**EXCERPT:**
++++++++++

Python for Dummies: what does scipy.inf really do?

[nomadreid]

First, I am not even sure this is the right forum for this question, so if anyone wants to switch it to a more appropriate one, I would be grateful.
Secondly, the question here is on one specific point of Python from a mathematical point of view. I neither know nor am learning how to program, but I am interested in one point: how Python deals with infinity. From what I understand from Googling, it uses scipy.isinf or float (inf) [or float(-inf)] either as
an overflow response, or
division by zero, or
as a large (10^309 ?) [or small, -10^309 or whatever] number in something like integration, or
as a value so that any number is less than it (or, for -inf, greater than it), or
division by infinity = 0.
Is this a fair summary for the non-programmer? Any corrections would be highly appreciated.

 

[jedishrfu]

there's a discussion here:

http://docs.scipy.org/doc/numpy/reference/generated/numpy.isfinite.html

Basically it follows an IEEE 754 standard that you could look up. Programmers have found a need to distinguish between
+infinity
-infinity
and not a number

Not a number indicates that you haven't yet initialized some value whereas + or - infinity means its a infinitely large value and the sign indicates in what direction.

You could imagine how useful these values might be in defining an integral formula in a program where the from and to ranges are from -infinity to +infinity.

 

[nomadreid]

Thanks, jedishrfu. Yes, I had come across IEEE 754 -- which is why I mentioned float(inf), but the question remains the same. I had come across numpy.isinf, but you referred me to the numpy.isfinite page -- but the question is equivalent, since one is simply the negation of the other. So, for example from the page you referred me to, "For scalar input, the result is a new boolean with value True if the input is finite" -- but how does the program know that it is finite? Does it have a dictionary for operations (finite operations, convergent series) for finiteness and/or a dictionary for operations (division by zero, or divergent series, etc.) that will give infinite results? In integration, does it rely on a dictionary of standard integrals? If there is no dictionary, then how? For cases not in a dictionary, since it cannot actually use infinity, does it simply use a large number?

++++++++++

**RECORDS PROVIDED:**
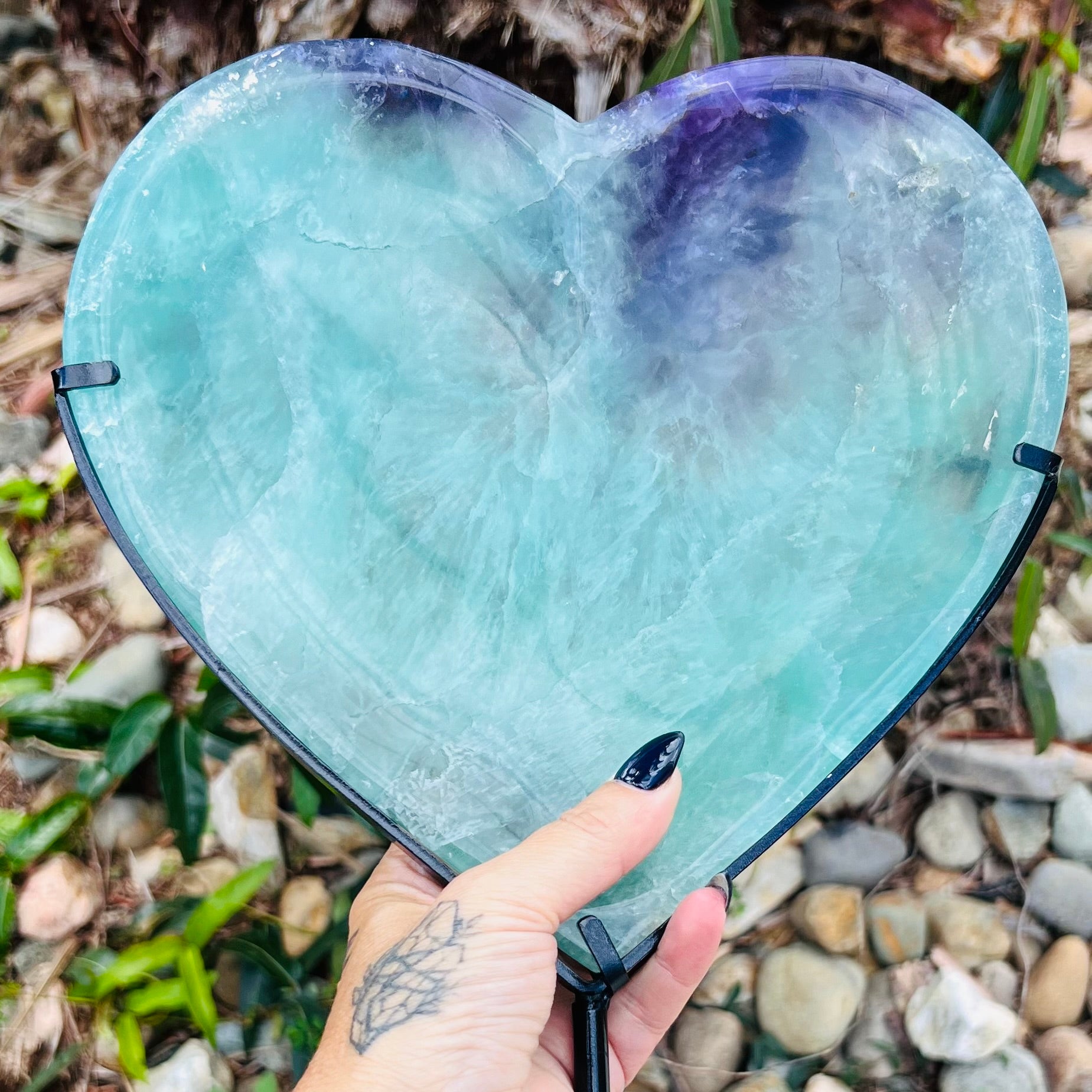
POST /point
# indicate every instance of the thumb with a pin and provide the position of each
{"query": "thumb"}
(566, 864)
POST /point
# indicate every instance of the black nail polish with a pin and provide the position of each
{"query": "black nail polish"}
(722, 884)
(652, 765)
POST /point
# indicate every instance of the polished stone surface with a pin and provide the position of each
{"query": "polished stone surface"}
(484, 446)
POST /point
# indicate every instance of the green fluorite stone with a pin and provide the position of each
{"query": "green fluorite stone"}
(483, 446)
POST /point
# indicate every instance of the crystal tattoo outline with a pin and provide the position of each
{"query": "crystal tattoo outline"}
(412, 979)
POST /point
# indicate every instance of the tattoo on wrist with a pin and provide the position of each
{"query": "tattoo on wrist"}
(412, 979)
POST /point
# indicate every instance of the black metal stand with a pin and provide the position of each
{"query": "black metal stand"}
(591, 1048)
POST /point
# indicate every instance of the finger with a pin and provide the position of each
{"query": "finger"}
(556, 1041)
(566, 864)
(396, 898)
(643, 1010)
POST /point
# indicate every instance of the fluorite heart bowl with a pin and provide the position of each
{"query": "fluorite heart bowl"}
(477, 447)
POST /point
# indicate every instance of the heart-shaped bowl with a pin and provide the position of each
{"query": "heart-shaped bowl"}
(475, 447)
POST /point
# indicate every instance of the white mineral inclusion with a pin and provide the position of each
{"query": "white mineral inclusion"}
(484, 447)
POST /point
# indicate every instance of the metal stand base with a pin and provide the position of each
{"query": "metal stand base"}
(591, 1051)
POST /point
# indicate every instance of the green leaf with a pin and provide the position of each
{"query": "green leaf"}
(18, 488)
(676, 60)
(33, 679)
(1029, 596)
(219, 706)
(7, 912)
(33, 506)
(305, 795)
(261, 958)
(42, 832)
(65, 722)
(1039, 699)
(11, 576)
(165, 995)
(199, 998)
(722, 30)
(1023, 154)
(184, 785)
(1073, 494)
(1003, 103)
(1077, 543)
(225, 902)
(84, 971)
(1064, 47)
(136, 963)
(11, 820)
(130, 1047)
(93, 780)
(45, 1077)
(1060, 181)
(266, 1081)
(64, 478)
(135, 733)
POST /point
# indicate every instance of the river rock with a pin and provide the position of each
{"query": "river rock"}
(852, 853)
(873, 1045)
(206, 876)
(953, 1019)
(652, 1077)
(272, 1049)
(304, 912)
(897, 926)
(194, 1067)
(126, 672)
(154, 863)
(1010, 1070)
(832, 917)
(1002, 981)
(1017, 829)
(766, 1081)
(731, 976)
(971, 931)
(127, 823)
(243, 807)
(862, 784)
(1057, 985)
(22, 439)
(1066, 1054)
(709, 1043)
(1070, 673)
(807, 999)
(1071, 835)
(1075, 604)
(998, 767)
(1060, 894)
(53, 637)
(765, 886)
(133, 607)
(1073, 248)
(60, 896)
(948, 832)
(345, 835)
(1052, 630)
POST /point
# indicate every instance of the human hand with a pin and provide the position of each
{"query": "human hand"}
(455, 987)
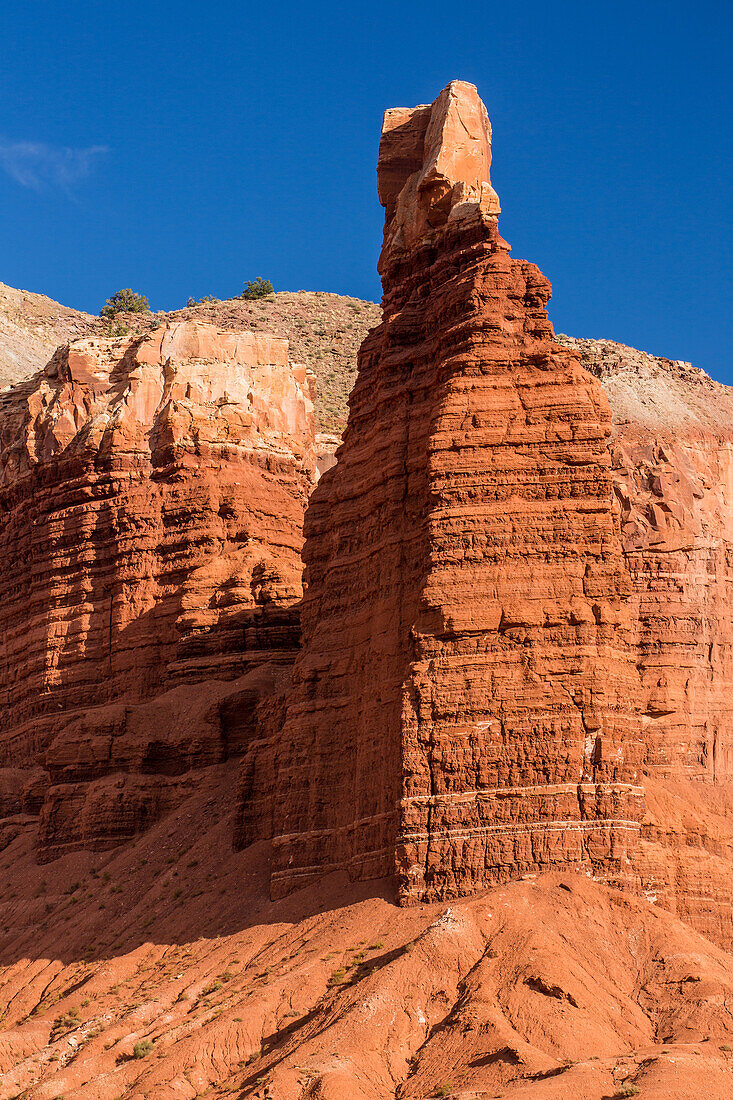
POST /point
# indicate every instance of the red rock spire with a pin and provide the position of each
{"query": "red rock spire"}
(465, 707)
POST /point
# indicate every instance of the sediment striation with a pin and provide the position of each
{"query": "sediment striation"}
(152, 493)
(466, 705)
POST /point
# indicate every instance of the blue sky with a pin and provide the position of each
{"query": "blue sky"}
(182, 149)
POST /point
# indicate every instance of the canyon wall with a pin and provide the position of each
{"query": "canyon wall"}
(152, 493)
(670, 448)
(516, 630)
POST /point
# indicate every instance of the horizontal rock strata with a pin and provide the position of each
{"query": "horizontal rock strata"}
(465, 708)
(152, 493)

++++++++++

**SET TASKS:**
[1] Reproduce the passage of the scipy.inf thread, starting with "[jedishrfu]" and going on through "in what direction.".
[2] Write the next part of the scipy.inf thread, picking up right after its final sentence.
The lines play no part in this work.

**RESPONSES FOR EACH TASK:**
[1]
[jedishrfu]

there's a discussion here:

http://docs.scipy.org/doc/numpy/reference/generated/numpy.isfinite.html

Basically it follows an IEEE 754 standard that you could look up. Programmers have found a need to distinguish between
+infinity
-infinity
and not a number

Not a number indicates that you haven't yet initialized some value whereas + or - infinity means its a infinitely large value and the sign indicates in what direction.

[2]
 

[jedishrfu]

I think if you use the strings inf and -inf instead of numbers it will interpret them as + and - infinity

    print(float('inf'))

    print(float('-inf'))

My guess is that if the reader is reading numbers and sees the inf or -inf then it will set the value to + or - infinity whereas if it sees an actual parse-able number then it will read the number otherwise it will complain that its not a number. It might allow for NaN.

Your homework is to go and test this conjecture and report back.

 

[jedishrfu]

Here's some more info:

https://www.safaribooksonline.com/library/view/python-cookbook-3rd/9781449357337/ch03s07.html

Of particular interest is that two NaN valued numbers are NEVER equal

x=float('NaN')

y=float('NaN')

print(x==y)   ## prints False

 

[nomadreid]

Thanks again, jedishrfu. The link adds a little bit of information about the return for finite arithmetic operations that Python will give when "inf" is used. So, inf in, inf out, or inf in, nan out, etc. But "if you use the strings inf and -inf instead of numbers it will interpret them as + and - infinity" seems to be begging the question, since it does not tell me what it thinks infinity is. It can't be using a set in which there are an infinite number of elements. So, what does it do for integration, infinite series, trig, etc. if an expression is not among a list of standard expressions with known results?
By the way, I started this thread warning that I do not know how to program (or even read code), so I cannot test your conjecture.

 

[jedishrfu]

Darn you're a Python theorist.

An example of use might be the say a Gaussian bell curve distribution function where it computes the area between 'a' and 'b' and you might call like this:

a=0
b=10
area=gaussianArea(a,b)
print (area)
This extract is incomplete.